Opdracht a
Welke functie bekleedt Didier Ongena volgens het artikel over Microsoft en de supply chain?

Straks is elke onderneming een technologiebedrijf
Zo ziet Microsoft de transitie van de supply chain
De evolutie van een procesgeoriënteerde naar een ‘data-centric’ wereld is ingezet. Artificiële intelligentie biedt daarbij de instrumenten om uit grote hoeveelheden data sneller en makkelijker waardevolle informatie te puren. “De grootste verandering is dat technologie doordringt op de werkvloer, bij de eerstelijnswerkers”, zegt Didier Ongena, general manager van Microsoft België. “Technologie ondersteunt die medewerkers, maar vervangt ze niet.”
“In de klassieke supply chain staan kostenbeheersing en efficiëntie doorgaans centraal”, weet Didier Ongena. “Ook risicobeheer is belangrijk, zeker vandaag, in tijden van crisis. Het komt erop aan het juiste evenwicht te vinden. Bedrijven met een verspreid leveranciersbestand, haalden daar tijdens de lockdown voordeel uit. Was er in Europa een bedrijf dat niet kon leveren, dan was er mogelijk nog een leverancier in Azië die iets kon doen. Tegelijk gaat het vandaag om meer dan kosten, efficiëntie en risico. Bedrijven kijken meer dan ooit naar hun businessmodel – en naar manieren om dat te innoveren. Een klassieke, productgedreven business wil daar vandaag heel graag extra services aan toevoegen.”
VCM: In de praktijk zien we dat de nood aan kostenbeheersing en meer efficiëntie de flexibiliteit van een bedrijf in de weg staat.
Didier Ongena: “Klopt. De hele ERP-branche is opgebouwd rond de automatisering van processen. In een ondernemersvisie die zich op processen richt, is het logisch naar kosten en efficiëntie te kijken. Maar dan rijst inderdaad de vraag waar je flexibiliteit en wendbaarheid vandaan haalt. Want als iedereen een standaard ERP-pakket gebruikt, hoe kun je je dan nog differentiëren? We zien op dat vlak een verschuiving ontstaan. Tot zowat tien jaar geleden stond ERP centraal in de bedrijfsvoering. Vandaag geldt ERP nog altijd als een belangrijk bronsysteem, maar zijn het de dataplatformen die de centrale plaats innemen.”
VCM: Waar komt die focus op data vandaan?

Opdracht b
Geef de regels uit de records letterlijk terug, te beginnen bij de eerste regel van de records en eindigend met de regel waarin "left=17, top=0, right=74, bottom=30" staat.

(Fragmenten van bounding-boxgegevens)
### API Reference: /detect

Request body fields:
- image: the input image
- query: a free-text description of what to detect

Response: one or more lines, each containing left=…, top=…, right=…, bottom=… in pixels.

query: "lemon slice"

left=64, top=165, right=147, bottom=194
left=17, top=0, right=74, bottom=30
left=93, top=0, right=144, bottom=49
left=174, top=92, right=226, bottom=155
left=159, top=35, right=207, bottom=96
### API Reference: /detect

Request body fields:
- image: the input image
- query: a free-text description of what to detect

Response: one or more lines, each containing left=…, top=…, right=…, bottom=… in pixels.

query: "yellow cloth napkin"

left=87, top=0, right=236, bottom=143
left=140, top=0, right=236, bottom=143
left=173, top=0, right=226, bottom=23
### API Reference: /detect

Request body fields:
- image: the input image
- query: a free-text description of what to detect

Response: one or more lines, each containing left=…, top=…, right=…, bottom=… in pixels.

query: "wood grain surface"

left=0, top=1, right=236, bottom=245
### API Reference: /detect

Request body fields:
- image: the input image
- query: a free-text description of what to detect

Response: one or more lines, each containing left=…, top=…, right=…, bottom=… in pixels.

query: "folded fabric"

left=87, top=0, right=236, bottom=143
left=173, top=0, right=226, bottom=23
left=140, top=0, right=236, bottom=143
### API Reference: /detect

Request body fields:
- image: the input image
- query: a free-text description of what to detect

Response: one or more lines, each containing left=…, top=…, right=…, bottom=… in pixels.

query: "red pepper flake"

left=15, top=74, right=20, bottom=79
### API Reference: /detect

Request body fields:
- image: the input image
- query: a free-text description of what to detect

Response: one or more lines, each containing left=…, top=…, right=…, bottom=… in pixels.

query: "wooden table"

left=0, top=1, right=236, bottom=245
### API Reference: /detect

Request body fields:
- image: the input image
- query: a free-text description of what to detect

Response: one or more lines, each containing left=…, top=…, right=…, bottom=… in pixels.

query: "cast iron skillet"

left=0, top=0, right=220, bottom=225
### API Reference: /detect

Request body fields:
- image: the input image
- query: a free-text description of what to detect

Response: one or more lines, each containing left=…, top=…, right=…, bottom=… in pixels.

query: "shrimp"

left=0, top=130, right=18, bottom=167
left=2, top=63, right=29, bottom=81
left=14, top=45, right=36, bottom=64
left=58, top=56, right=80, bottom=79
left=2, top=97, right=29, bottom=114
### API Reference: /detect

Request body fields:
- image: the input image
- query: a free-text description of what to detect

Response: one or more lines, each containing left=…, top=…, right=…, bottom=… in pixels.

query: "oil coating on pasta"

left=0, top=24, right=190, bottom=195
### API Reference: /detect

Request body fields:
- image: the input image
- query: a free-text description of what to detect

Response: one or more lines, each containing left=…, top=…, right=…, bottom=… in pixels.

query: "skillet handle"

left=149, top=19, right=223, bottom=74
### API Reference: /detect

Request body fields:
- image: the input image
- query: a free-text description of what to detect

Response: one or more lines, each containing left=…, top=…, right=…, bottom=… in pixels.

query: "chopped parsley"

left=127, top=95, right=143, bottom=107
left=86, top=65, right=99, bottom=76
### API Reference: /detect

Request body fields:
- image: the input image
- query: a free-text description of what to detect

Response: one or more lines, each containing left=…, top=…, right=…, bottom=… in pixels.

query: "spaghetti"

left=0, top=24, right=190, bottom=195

Juist antwoord a
Hij is general manager van Microsoft België.

Juist antwoord b
### API Reference: /detect

Request body fields:
- image: the input image
- query: a free-text description of what to detect

Response: one or more lines, each containing left=…, top=…, right=…, bottom=… in pixels.

query: "lemon slice"

left=64, top=165, right=147, bottom=194
left=17, top=0, right=74, bottom=30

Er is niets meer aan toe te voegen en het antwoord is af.